Stored data:
====
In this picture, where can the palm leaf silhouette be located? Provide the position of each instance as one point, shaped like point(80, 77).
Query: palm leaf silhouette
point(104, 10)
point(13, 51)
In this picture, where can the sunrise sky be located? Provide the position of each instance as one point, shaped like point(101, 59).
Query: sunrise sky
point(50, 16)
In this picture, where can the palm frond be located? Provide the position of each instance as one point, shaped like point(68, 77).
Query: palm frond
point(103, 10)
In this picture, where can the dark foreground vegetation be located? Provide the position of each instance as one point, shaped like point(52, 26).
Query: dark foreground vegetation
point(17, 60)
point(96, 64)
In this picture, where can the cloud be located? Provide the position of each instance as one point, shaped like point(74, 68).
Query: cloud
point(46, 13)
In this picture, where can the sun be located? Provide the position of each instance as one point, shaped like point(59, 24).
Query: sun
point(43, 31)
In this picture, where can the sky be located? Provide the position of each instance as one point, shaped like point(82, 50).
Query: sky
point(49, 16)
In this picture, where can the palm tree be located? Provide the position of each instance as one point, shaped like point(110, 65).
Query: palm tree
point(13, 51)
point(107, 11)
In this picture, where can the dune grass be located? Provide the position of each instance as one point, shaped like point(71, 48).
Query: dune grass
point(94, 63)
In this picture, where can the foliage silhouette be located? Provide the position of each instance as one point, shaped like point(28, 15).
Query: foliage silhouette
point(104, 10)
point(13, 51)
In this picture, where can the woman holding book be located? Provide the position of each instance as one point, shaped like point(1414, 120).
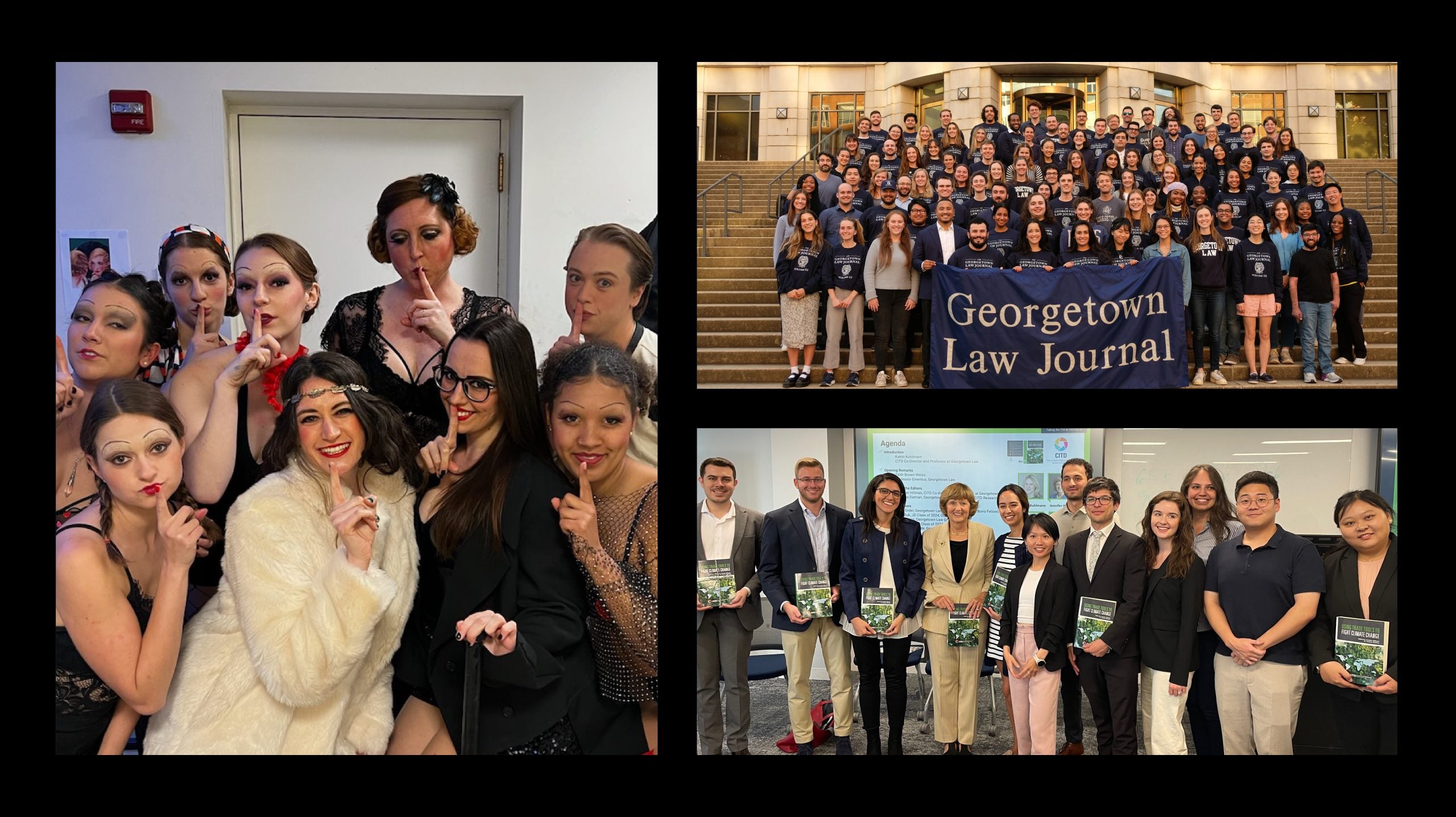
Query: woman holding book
point(1173, 600)
point(957, 574)
point(1360, 582)
point(1011, 554)
point(883, 551)
point(1039, 606)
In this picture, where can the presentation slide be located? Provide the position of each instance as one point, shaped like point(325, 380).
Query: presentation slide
point(985, 459)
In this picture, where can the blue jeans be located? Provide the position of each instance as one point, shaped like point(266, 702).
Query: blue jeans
point(1206, 302)
point(1315, 327)
point(1232, 327)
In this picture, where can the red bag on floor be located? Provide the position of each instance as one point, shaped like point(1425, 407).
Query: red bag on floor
point(823, 717)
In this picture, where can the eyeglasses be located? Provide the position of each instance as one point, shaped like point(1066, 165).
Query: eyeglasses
point(446, 380)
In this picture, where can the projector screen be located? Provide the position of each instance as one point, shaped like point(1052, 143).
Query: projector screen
point(985, 459)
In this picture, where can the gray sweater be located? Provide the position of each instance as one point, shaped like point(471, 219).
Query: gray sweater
point(897, 276)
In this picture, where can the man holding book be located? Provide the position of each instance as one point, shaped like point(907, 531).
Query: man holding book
point(1263, 589)
point(1108, 571)
point(957, 577)
point(801, 541)
point(733, 535)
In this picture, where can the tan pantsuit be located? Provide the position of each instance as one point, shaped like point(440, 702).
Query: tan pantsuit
point(799, 653)
point(956, 670)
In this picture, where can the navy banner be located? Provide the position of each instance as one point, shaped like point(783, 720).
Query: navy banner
point(1088, 327)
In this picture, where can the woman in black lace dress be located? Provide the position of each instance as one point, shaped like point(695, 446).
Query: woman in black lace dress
point(118, 328)
point(121, 566)
point(594, 395)
point(396, 333)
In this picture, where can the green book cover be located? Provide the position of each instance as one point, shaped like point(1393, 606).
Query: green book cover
point(996, 593)
point(1362, 646)
point(715, 586)
point(963, 629)
point(813, 596)
point(877, 606)
point(1094, 616)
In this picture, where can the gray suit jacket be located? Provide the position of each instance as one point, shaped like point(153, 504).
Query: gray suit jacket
point(747, 541)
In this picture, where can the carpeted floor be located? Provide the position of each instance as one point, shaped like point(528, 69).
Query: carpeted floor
point(771, 721)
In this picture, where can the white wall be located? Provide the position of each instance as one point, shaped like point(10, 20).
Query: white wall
point(152, 183)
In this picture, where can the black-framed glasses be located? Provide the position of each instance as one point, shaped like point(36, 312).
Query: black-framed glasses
point(446, 380)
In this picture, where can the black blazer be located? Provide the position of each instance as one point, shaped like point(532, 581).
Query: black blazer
point(532, 579)
point(1343, 599)
point(1054, 609)
point(861, 549)
point(788, 549)
point(1169, 627)
point(1122, 569)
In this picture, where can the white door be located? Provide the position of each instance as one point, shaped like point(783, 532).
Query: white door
point(315, 178)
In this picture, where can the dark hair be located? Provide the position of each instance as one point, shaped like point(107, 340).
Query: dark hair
point(464, 232)
point(597, 360)
point(388, 443)
point(1260, 478)
point(1183, 555)
point(113, 400)
point(1085, 465)
point(867, 504)
point(1363, 496)
point(640, 255)
point(718, 462)
point(198, 240)
point(1222, 512)
point(1098, 484)
point(158, 314)
point(478, 497)
point(1044, 522)
point(293, 255)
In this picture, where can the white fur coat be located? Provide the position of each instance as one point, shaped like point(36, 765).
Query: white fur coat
point(293, 654)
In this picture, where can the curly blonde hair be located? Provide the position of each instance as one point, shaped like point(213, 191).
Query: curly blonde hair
point(464, 230)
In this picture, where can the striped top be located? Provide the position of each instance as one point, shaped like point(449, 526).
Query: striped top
point(1007, 551)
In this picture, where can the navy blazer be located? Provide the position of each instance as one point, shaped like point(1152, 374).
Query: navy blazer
point(862, 548)
point(928, 248)
point(788, 549)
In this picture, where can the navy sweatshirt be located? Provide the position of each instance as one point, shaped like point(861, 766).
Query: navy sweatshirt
point(1257, 270)
point(801, 271)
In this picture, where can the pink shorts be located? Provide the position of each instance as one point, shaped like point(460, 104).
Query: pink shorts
point(1259, 306)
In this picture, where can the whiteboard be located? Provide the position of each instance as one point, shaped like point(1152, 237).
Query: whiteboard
point(1314, 466)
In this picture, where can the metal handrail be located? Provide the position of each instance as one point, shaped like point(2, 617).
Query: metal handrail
point(778, 181)
point(1381, 208)
point(704, 196)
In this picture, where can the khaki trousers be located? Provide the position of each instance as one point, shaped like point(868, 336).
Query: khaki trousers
point(1259, 707)
point(833, 320)
point(956, 672)
point(1163, 714)
point(799, 654)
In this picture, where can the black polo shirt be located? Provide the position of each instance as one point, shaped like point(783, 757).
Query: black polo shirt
point(1257, 586)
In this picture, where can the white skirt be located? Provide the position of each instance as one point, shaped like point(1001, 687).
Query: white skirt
point(800, 320)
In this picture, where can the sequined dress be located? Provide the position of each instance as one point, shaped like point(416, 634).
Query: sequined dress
point(622, 616)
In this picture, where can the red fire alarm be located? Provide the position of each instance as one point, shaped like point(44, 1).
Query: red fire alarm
point(131, 111)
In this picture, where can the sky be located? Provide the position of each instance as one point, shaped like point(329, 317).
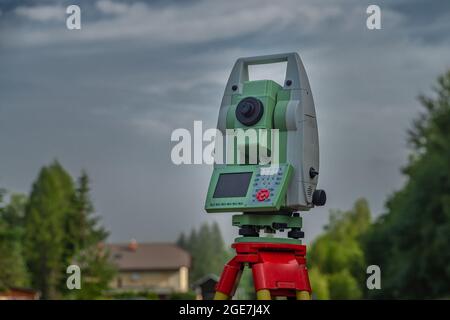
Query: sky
point(107, 97)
====
## PROBLEM REQUIREMENTS
Excluding the pictures, transcribe each entry above word for word.

## REPLY
In this picture, where can the palm leaf silhouette be located? Provide the position of each instance as one point, shaped like point(80, 77).
Query: palm leaf silhouette
point(104, 10)
point(13, 51)
In this picture, where can the sunrise sky be located? Provide the position of each instance as one point, shaped like point(101, 59).
Query: sunrise sky
point(50, 16)
In this picture, where can the palm frond be located? Provide the position of each instance as one point, shaped like point(68, 77).
Query: palm frond
point(103, 10)
In this picture, where can the dark foreground vegetation be located? Provide the position of each instance as one point, shaped like point(52, 26).
Query: dark foreground vegetation
point(17, 60)
point(96, 64)
In this picture, where can the cloud be located? Provide the position of each instance as one point, shaped like point(74, 68).
Query: cloud
point(46, 13)
In this picture, where can the sun be located? Provide the position of each instance as one point, shaped like point(59, 24).
Query: sun
point(43, 31)
In this picture, where can the sky be located? Provide the position of each instance as one point, shaped like point(82, 50).
Query: sky
point(49, 16)
In this picture, where can the palm tree be located? Provide the position of each instance as one point, shaped like point(110, 65).
Query: palm tree
point(13, 51)
point(107, 11)
In this picture, where can the dune grass be located? Provide the position of each instance as one point, shaped like point(71, 48).
Query: dune grass
point(94, 63)
In this picture, where can the foliage silhouette be located? Provide the position of each instance as one point, shaped like point(28, 15).
Query: foliage silhouette
point(104, 10)
point(13, 51)
In this picture, where can the woman holding book be located? Provide the position of each instance as one point, shaped like point(1414, 120).
Query: woman holding book
point(1173, 600)
point(957, 574)
point(1360, 582)
point(1011, 554)
point(883, 551)
point(1039, 606)
In this picture, where can the presentation slide be located? Provide the position of each instance as one point, shaped like point(325, 380).
Query: presentation slide
point(985, 459)
In this picture, where can the blue jeans be located? Provide the position of each instance as one point, shaped like point(266, 702).
Query: blue jeans
point(1206, 302)
point(1315, 327)
point(1232, 327)
In this picture, where can the red bag on floor be located? Provide the position of each instance as one point, shaped like point(1425, 407).
Query: red bag on floor
point(823, 717)
In this picture, where can the eyeglasses be located? Provide the position of each instance as one point, shaped like point(1066, 165).
Query: eyeglasses
point(446, 380)
In this picture, where can the projector screen be located? Provide the position of each instance as one point, shaped like point(1052, 143).
Query: projector screen
point(985, 459)
In this picture, where can the gray sweater be located? Provide the position of each instance as one point, shaped like point(471, 219).
Query: gray sweater
point(897, 276)
In this picture, where can the man holding book be located? Provide the position of each instance as one point, shaped like point(907, 531).
Query: man holding book
point(1263, 589)
point(1108, 571)
point(957, 577)
point(801, 541)
point(733, 535)
In this picture, where can the tan pantsuit be located? Provide the position of each instance as one point, shaped like point(440, 702).
Query: tan pantsuit
point(799, 653)
point(956, 670)
In this picture, where can the navy banner be located? Provide the position of each instance as one point, shaped like point(783, 720).
Query: navy banner
point(1088, 327)
In this picture, where can the woman in black lace dress be located? Provide the position of each instance as one point, shaped like point(695, 446).
Query: woman in black lace dress
point(118, 328)
point(121, 566)
point(594, 395)
point(396, 333)
In this picture, where can the green book cover be located? Provide the position of each instance as one point, shaped like point(1393, 606).
Query: green book cover
point(996, 593)
point(1362, 646)
point(715, 586)
point(963, 629)
point(813, 596)
point(877, 606)
point(1094, 616)
In this picture, where can the gray suit jacket be located? Provide the position of each instance as one point, shaped like point(153, 504).
Query: gray suit jacket
point(747, 541)
In this picture, where can the carpeted floor be located? Provide the position of each instance as one point, shaped like point(528, 69).
Query: carpeted floor
point(771, 721)
In this picture, where can the white wall be located? Provide the position of each instance as one point, shaped like point(10, 20).
Query: white wall
point(152, 183)
In this picture, where can the black-framed glasses be located? Provide the position of each instance as one point, shaped like point(36, 312).
Query: black-framed glasses
point(446, 380)
In this picture, where can the black blazer be located? Provide the position of each instance as one point, shaped like point(532, 581).
Query: black blazer
point(532, 579)
point(1343, 599)
point(1054, 609)
point(861, 549)
point(788, 549)
point(1169, 627)
point(1122, 569)
In this picture, where can the white door be located? Provide the position of each instance as one point, shaped like point(783, 532).
Query: white door
point(315, 178)
In this picture, where can the dark hair be located? Provide the position of each instance as one point, shaped like point(107, 340).
Query: dark hair
point(464, 232)
point(597, 360)
point(388, 443)
point(1260, 478)
point(1183, 555)
point(113, 400)
point(1085, 465)
point(867, 504)
point(1363, 496)
point(640, 255)
point(718, 462)
point(198, 240)
point(1222, 512)
point(1098, 484)
point(158, 314)
point(478, 497)
point(1044, 522)
point(293, 255)
In this picture, where can the white fur coat be located? Provide the position of each instance as one point, shaped like point(36, 765).
Query: white fur coat
point(293, 654)
In this picture, where can the curly blonde hair be located? Provide the position of each instance as one point, shaped like point(213, 191).
Query: curly blonde hair
point(464, 230)
In this picture, where can the striped top be located? Provide the position of each instance as one point, shaped like point(449, 526).
Query: striped top
point(1007, 551)
In this picture, where can the navy blazer be located? Provide the position of each instance as one point, shaped like point(1152, 374).
Query: navy blazer
point(862, 548)
point(928, 248)
point(788, 549)
In this picture, where can the navy sweatshirt be located? Provide the position of each instance as one point, shaped like point(861, 766).
Query: navy sweatshirt
point(1257, 270)
point(801, 271)
In this picture, where can the pink shorts be located? Provide the position of each instance as one point, shaped like point(460, 104).
Query: pink shorts
point(1259, 306)
In this picture, where can the whiteboard be located? Provide the position of each instance as one point, shaped like point(1152, 237).
Query: whiteboard
point(1314, 466)
In this picture, where can the metal handrail be located? Provide the position of each instance as one point, shaped like point(2, 617).
Query: metal handrail
point(778, 181)
point(1381, 208)
point(704, 196)
In this picture, where can the khaki trousers be located? Provide the position of each instance as one point, shaped like point(868, 336).
Query: khaki trousers
point(1259, 707)
point(833, 320)
point(956, 672)
point(1163, 714)
point(799, 654)
In this picture, where can the black polo shirt be located? Provide the position of each instance as one point, shaped like point(783, 757).
Query: black polo shirt
point(1257, 586)
In this picture, where can the white skirt be located? Provide the position of each instance as one point, shaped like point(1001, 687).
Query: white skirt
point(800, 320)
In this picture, where can the sequined dress be located? Provide the position of each instance as one point, shaped like point(416, 634).
Query: sequined dress
point(622, 616)
In this picture, where can the red fire alarm be located? Provide the position of each instance as one point, shaped like point(44, 1).
Query: red fire alarm
point(131, 111)
In this picture, where can the sky be located? Provide the position of each instance as one point, shaped like point(329, 317).
Query: sky
point(107, 97)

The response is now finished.